Selected passage>
I am really appreciate to have all the advices here. I actually also refer to the documentation available to see what else can be done, just to tune around and test on it. I just try to see whether it got any effect, I do notice it does not recommend to adjust the indexing_pressure.memory.limit as from Indexing pressure settings | Reference . The reason I try to fiddle with the settings because I thought it might be somehow restricted due to the limit has been reached.

Hi all, thanks for the advices. I admit and realize that it could be an improper way to build/design/deploy it in this way. Sorry about that if I don’t seem to be expert in the configuration and deployment, because I’m using the deployed environment so what I’m trying to do is test on it or adjusting the settings. Will try to redeploy a single cluster for testing or try to explore more on the voting-only node as suggested.

I am really appreciate to have all the advices here. I actually also refer to the documentation available to see what else can be done, just to tune around and test on it. I just try to see whether it got any effect, I do notice it does not recommend to adjust the indexing_pressure.memory.limit as from Indexing pressure settings | Reference . The reason I try to fiddle with the settings because I thought it might be somehow restricted due to the limit has been reached.

Recorded information>
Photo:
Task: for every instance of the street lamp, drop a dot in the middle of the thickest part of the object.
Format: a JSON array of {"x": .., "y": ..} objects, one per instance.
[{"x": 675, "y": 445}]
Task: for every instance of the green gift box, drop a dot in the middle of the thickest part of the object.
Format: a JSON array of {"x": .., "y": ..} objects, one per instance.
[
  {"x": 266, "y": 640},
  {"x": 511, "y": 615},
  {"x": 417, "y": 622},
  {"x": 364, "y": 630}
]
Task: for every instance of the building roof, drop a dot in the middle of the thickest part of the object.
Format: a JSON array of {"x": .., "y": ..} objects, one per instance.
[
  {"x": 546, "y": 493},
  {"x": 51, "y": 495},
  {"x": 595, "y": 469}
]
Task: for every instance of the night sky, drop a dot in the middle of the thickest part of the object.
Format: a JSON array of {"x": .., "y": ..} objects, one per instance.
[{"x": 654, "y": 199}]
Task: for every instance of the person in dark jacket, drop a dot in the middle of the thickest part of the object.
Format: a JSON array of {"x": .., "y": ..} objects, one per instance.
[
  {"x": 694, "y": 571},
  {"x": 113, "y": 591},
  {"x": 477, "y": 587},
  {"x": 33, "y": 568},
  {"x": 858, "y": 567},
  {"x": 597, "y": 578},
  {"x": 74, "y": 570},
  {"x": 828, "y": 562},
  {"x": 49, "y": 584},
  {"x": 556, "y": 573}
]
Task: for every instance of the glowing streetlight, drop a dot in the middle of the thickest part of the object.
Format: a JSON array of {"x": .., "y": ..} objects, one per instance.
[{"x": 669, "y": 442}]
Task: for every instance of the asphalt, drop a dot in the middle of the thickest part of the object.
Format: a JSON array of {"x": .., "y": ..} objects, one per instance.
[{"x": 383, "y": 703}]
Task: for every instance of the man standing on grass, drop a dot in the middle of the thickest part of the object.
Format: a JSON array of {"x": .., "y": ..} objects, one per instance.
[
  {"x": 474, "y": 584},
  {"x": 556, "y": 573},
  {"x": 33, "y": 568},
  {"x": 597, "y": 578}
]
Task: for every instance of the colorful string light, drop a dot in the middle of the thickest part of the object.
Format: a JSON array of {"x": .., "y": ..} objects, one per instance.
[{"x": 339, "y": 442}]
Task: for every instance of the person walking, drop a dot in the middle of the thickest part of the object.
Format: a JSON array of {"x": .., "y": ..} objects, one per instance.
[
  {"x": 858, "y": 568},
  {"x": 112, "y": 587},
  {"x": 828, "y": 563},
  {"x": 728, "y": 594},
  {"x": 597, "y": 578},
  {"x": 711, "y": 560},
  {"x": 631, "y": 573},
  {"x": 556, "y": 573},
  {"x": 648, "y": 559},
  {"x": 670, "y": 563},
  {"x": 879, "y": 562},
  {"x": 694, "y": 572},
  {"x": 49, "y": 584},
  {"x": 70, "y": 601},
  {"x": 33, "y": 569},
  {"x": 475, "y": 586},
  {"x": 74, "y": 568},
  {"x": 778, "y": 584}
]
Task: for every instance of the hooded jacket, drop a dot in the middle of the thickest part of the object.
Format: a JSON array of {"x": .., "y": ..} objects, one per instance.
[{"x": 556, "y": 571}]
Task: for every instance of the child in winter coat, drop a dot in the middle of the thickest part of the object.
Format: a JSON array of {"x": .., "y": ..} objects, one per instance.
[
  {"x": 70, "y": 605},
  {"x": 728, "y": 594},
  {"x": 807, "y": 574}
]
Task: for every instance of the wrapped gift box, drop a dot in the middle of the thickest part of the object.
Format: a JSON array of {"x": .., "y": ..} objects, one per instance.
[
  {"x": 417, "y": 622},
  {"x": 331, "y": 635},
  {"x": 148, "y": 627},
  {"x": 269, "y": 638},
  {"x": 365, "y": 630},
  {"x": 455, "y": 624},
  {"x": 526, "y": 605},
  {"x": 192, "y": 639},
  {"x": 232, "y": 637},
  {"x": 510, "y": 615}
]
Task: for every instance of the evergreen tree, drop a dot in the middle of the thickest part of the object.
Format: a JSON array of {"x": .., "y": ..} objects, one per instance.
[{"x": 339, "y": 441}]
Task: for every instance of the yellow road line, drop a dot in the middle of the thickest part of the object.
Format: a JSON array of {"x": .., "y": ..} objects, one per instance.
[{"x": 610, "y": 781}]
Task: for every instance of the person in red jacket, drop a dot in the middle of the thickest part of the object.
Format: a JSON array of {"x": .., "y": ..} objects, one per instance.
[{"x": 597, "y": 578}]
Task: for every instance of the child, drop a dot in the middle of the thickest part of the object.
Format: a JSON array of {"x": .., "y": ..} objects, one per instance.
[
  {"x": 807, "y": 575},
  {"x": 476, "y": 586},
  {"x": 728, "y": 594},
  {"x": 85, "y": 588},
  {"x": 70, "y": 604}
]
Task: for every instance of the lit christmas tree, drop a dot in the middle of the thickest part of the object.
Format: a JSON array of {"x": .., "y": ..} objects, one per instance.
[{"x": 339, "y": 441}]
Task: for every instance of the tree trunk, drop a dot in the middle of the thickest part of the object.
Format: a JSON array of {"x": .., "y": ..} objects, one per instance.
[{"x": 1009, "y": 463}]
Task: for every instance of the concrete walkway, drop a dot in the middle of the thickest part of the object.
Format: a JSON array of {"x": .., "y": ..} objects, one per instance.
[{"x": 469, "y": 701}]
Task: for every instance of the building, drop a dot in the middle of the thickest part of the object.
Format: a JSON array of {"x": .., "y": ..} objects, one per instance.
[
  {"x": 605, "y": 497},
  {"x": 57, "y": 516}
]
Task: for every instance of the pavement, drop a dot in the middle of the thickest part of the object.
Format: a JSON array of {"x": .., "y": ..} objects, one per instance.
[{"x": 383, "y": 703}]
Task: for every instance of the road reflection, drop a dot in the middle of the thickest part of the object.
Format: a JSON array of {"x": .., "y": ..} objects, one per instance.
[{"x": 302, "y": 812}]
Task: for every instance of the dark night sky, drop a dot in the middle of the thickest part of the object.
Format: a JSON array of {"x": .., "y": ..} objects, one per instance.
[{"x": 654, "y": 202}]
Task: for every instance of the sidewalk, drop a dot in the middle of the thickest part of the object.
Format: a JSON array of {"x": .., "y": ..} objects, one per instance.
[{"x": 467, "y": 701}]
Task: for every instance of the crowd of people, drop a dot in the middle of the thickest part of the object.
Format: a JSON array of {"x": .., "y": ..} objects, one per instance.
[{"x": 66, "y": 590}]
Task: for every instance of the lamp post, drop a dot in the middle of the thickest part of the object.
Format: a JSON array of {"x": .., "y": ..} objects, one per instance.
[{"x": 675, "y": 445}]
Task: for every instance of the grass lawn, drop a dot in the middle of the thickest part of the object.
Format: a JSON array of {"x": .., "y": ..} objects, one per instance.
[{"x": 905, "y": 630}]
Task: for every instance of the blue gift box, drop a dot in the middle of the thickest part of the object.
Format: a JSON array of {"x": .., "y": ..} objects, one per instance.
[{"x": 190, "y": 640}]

Tasks to perform>
1. Return the part of the forum post about indexing pressure settings that begins at the words "Hi all, thanks" and ends after the words "node as suggested.", copying it exactly.
2. In the forum post about indexing pressure settings, which kind of node does the writer say they may explore further, as suggested?
3. Extend the forum post about indexing pressure settings, continuing from where it stops.

Task responses>
1.
Hi all, thanks for the advices. I admit and realize that it could be an improper way to build/design/deploy it in this way. Sorry about that if I don’t seem to be expert in the configuration and deployment, because I’m using the deployed environment so what I’m trying to do is test on it or adjusting the settings. Will try to redeploy a single cluster for testing or try to explore more on the voting-only node as suggested.

2. The voting-only node.

3.
Hi, I’m not experienced enough so I just trial and error with the settings. Sorry about that. I will revert back the original settings so that it won’t affect other components.

To clarify what I have observed when i try to bulk indexing large logs, I did notice abnormal decrease in the index’s “Storage size” shown in the index management while the “Documents count” remain the same. Is it possible that the indexed documents could have somehow been overwritten by the new indexed documents?

Only if you’re specifying the document ID during indexing, and you’re re-using those IDs. The difference is visible in the response from ES so again my advice is to check the response body carefully:

When creating a new doc, note status: 201 and result: created and _version: 1:

{ "index": { "_id": "test1", "_index": "testindex", "_primary_term": 1, "_seq_no": 0, "_shards": { "failed": 0, "successful": 2, "total": 2 }, "_version": 1, "result": "created", "status": 201 } } 

When overwriting an existing doc, note status: 200 and result: updated and _version: 2:

{ "index": { "_id": "test1", "_index": "testindex", "_primary_term": 1, "_seq_no": 1, "_shards": { "failed": 0, "successful": 2, "total": 2 }, "_version": 2, "result": "updated", "status": 200 } } 

Thanks for the updates. The problem report has taken a sharp turn, but if I now understand correctly by

you actually meant

As @DavidTurner says, important missing info is what did the indexing client see, did it get any error, a 200, a 201, … ? As well as whether you are re-using the same _id field.

Elasticsearch never overwrites documents in place, it creates a new doc with same _id but a higher _version, and marks the previous one as to-be-deleted (at some later point). This “merging”, aka a sort of internal tidy up, can mean storage goes down even if document count does not change.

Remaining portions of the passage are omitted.